▶ _과제 안내_
데이터에서 "seg: woman's finger" 문구가 있는 줄부터 "Give the mask of every instance of the woman's finger." 문구가 있는 줄까지 다시 적되, "finger" 대신 "thumb" 넣어 바꾸세요. 나머지는 손대지 마세요.

분할 데이터셋 기록
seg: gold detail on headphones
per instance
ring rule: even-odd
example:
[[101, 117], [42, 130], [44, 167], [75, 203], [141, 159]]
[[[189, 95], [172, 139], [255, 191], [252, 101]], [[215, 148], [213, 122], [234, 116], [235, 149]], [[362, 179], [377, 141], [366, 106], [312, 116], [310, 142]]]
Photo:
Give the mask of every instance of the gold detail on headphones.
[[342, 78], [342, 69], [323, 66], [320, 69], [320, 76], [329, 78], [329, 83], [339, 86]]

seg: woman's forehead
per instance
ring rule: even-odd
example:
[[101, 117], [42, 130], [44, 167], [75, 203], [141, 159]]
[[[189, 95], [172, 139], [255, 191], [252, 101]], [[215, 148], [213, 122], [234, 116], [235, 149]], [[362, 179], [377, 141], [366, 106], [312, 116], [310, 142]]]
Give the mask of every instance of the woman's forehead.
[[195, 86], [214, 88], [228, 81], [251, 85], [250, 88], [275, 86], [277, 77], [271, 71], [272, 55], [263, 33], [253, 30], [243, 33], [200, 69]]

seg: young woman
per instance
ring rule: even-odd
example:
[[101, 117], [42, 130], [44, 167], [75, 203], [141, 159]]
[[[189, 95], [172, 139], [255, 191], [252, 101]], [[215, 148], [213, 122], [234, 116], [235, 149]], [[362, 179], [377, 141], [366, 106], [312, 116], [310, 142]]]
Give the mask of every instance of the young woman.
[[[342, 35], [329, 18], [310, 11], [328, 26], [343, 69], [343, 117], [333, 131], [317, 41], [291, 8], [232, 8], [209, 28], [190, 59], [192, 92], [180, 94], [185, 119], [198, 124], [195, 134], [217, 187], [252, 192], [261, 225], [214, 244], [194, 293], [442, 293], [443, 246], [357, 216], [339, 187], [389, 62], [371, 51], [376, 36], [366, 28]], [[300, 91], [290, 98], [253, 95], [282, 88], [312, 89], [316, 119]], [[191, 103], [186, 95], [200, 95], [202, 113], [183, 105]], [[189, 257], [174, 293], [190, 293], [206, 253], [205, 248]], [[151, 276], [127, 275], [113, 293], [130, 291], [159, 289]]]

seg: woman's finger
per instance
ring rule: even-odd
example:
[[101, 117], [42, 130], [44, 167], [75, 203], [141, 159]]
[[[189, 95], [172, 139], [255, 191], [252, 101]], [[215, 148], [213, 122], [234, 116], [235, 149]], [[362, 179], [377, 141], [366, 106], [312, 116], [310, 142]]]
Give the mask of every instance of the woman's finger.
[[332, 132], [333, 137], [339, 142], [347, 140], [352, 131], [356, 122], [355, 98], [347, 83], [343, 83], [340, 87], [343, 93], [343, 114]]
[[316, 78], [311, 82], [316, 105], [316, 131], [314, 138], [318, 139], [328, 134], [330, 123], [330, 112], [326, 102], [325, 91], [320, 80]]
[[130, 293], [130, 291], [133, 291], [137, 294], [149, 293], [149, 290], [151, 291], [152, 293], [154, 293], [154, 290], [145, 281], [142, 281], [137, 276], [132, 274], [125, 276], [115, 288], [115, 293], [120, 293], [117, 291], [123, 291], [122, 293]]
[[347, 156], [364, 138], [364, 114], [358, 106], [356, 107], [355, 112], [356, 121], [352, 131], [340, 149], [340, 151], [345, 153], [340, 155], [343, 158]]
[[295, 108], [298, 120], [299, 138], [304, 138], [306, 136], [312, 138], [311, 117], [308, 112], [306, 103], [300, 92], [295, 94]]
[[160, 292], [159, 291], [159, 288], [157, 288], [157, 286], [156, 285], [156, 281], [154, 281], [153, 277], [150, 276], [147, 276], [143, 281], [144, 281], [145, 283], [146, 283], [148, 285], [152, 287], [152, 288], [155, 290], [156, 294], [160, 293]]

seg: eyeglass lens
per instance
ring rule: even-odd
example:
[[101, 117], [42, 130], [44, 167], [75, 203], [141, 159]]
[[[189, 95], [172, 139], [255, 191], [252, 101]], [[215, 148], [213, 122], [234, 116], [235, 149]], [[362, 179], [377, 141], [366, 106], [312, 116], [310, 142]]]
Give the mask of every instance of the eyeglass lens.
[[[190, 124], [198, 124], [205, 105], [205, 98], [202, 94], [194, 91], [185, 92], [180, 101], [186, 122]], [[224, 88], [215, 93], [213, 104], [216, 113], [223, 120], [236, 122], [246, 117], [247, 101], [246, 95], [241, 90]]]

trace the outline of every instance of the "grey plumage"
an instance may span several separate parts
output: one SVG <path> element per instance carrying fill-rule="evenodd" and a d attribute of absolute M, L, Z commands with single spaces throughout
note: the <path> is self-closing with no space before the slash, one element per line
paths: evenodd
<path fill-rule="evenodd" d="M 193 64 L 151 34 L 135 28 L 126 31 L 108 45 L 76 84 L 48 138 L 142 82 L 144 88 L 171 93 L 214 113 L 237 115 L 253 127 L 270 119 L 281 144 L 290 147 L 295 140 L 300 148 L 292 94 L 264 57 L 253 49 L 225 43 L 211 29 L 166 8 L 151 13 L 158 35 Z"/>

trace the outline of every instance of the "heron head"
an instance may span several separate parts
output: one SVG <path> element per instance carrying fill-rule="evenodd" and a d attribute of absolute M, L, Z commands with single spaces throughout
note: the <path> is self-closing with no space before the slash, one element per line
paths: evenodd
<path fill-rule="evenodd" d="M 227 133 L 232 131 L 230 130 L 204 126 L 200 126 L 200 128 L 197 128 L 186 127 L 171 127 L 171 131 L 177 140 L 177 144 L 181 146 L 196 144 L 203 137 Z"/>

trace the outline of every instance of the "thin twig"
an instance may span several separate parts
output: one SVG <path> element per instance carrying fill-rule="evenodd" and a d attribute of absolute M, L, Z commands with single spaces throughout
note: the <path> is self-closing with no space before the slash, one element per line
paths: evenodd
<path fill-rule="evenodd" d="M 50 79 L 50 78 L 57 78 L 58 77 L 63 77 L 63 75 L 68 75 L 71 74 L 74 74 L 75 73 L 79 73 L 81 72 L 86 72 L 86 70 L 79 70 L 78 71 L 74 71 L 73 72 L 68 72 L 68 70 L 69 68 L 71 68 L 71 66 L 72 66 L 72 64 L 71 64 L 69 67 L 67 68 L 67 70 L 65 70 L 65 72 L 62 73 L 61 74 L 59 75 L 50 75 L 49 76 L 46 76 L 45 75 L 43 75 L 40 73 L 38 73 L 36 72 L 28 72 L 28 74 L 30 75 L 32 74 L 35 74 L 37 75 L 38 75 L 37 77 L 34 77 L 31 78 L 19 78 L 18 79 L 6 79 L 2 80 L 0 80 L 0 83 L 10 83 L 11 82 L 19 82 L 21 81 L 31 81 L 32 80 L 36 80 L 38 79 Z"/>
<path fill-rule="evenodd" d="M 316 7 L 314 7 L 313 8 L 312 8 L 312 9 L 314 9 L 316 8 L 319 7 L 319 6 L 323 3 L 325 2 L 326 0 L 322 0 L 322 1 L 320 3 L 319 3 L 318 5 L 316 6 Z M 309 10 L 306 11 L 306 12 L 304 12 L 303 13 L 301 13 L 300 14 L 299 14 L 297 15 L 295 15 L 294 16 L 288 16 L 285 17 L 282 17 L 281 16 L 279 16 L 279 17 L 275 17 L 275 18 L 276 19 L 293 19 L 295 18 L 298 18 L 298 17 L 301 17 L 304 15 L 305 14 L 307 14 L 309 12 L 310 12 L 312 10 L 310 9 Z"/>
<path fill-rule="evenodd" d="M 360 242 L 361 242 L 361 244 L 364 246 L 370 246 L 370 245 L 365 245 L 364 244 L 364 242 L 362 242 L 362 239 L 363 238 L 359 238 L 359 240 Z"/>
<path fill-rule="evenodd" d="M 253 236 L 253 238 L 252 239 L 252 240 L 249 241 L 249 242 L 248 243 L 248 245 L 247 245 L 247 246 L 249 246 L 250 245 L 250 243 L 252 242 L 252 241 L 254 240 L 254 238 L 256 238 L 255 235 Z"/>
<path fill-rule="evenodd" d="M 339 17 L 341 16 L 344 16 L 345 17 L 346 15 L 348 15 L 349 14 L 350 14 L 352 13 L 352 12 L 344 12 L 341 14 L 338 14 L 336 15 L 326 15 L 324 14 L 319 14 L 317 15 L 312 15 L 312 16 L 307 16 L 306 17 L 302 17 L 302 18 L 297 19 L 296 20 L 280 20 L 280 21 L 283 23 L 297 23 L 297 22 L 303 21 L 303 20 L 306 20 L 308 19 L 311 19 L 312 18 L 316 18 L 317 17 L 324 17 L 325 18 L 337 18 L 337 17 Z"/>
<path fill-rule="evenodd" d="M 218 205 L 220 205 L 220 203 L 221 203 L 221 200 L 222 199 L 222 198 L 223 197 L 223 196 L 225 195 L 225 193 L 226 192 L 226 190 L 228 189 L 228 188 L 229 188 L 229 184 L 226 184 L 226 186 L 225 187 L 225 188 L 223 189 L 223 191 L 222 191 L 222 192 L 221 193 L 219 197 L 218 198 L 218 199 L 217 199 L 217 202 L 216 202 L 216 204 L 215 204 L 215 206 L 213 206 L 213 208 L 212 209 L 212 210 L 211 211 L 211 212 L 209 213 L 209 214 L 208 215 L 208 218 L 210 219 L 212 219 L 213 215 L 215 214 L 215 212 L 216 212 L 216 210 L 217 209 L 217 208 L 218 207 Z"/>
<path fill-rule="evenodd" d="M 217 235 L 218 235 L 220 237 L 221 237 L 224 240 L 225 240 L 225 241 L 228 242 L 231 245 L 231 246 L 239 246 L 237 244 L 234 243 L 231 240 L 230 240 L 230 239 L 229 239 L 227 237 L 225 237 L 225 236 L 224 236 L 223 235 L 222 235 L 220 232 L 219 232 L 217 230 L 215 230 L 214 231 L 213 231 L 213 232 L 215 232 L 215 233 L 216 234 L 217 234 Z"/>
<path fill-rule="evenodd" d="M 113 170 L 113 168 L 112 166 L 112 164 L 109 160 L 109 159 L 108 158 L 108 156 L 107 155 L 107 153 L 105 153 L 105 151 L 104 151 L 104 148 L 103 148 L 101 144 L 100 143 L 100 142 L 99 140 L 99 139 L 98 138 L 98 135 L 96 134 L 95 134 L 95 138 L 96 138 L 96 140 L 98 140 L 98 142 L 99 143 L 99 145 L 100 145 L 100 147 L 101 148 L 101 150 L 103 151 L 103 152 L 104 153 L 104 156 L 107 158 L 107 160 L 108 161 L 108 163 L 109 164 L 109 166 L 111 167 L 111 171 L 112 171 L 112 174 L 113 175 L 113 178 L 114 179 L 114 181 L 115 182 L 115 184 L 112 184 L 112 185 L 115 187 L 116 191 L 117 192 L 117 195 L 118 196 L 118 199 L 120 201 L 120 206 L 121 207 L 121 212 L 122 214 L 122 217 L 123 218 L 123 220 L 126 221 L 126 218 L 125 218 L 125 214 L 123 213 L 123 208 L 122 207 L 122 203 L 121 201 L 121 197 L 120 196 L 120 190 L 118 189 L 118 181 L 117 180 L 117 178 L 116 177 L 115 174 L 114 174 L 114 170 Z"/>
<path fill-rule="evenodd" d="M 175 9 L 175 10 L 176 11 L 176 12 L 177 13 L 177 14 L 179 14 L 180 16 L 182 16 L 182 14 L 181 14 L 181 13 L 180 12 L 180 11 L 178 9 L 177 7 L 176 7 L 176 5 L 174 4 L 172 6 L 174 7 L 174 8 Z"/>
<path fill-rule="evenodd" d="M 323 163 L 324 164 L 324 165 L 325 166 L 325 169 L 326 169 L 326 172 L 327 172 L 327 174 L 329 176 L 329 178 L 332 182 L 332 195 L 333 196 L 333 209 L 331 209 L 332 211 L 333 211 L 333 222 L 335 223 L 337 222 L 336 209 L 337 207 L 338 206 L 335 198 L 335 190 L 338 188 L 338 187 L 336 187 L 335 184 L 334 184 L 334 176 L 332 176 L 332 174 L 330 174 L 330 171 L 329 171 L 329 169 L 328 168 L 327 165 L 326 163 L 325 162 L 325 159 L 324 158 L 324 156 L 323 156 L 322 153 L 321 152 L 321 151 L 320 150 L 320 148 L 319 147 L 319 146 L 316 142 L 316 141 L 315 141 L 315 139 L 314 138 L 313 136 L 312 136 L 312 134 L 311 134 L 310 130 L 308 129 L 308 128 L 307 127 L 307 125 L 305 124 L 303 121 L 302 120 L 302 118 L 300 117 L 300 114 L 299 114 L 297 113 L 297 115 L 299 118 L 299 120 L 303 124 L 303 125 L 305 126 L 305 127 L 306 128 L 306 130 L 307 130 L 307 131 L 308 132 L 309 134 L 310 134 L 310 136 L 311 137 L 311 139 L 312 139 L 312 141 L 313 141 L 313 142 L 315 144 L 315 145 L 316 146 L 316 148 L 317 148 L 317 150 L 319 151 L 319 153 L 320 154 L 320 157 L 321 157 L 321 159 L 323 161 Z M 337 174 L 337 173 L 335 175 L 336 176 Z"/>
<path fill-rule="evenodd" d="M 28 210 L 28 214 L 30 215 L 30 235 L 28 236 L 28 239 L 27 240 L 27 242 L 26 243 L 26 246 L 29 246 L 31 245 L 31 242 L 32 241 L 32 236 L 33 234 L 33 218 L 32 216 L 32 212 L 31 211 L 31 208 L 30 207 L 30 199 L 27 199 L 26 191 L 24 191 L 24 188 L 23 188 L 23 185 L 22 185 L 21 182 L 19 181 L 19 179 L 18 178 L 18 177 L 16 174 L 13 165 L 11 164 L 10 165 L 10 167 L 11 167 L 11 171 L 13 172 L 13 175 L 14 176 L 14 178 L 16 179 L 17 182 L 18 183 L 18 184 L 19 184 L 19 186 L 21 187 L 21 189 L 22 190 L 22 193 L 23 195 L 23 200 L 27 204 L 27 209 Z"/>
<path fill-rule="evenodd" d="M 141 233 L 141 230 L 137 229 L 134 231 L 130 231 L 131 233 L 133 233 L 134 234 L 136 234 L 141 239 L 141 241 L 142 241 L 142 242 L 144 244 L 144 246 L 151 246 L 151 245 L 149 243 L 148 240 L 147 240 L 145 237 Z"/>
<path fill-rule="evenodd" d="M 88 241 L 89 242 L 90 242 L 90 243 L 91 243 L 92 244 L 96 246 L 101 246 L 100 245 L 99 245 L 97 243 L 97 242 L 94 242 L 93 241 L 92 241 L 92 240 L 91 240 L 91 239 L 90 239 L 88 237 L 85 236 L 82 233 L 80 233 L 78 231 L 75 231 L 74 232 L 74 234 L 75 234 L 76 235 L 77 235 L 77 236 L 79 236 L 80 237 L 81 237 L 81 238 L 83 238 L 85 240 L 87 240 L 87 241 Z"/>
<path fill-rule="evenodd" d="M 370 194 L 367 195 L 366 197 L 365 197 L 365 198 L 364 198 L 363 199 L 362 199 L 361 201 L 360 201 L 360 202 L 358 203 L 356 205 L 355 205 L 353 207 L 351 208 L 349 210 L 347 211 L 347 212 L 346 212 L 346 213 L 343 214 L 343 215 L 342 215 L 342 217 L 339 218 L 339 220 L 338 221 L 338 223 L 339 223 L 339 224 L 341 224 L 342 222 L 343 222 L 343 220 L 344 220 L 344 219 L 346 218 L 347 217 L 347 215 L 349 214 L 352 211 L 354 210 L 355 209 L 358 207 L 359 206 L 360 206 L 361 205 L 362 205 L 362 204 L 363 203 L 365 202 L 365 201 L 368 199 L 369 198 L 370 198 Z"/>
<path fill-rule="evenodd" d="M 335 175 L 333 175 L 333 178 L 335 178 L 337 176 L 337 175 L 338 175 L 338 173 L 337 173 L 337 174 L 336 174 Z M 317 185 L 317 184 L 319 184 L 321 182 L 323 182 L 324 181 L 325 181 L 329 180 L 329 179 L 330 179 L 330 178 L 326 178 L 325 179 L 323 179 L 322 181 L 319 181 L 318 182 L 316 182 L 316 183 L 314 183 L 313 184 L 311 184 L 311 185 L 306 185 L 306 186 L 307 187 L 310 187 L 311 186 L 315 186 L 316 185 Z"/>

▶ _과제 답변_
seg: woman's thumb
per instance
ring rule: even-odd
example:
[[101, 117], [42, 130], [44, 167], [75, 203], [141, 159]]
[[[189, 95], [172, 139], [255, 191], [252, 101]], [[215, 148], [213, 122], [234, 116], [235, 149]], [[362, 179], [377, 141], [366, 106], [312, 116], [310, 142]]]
Give the mask of every instance of the woman's thumb.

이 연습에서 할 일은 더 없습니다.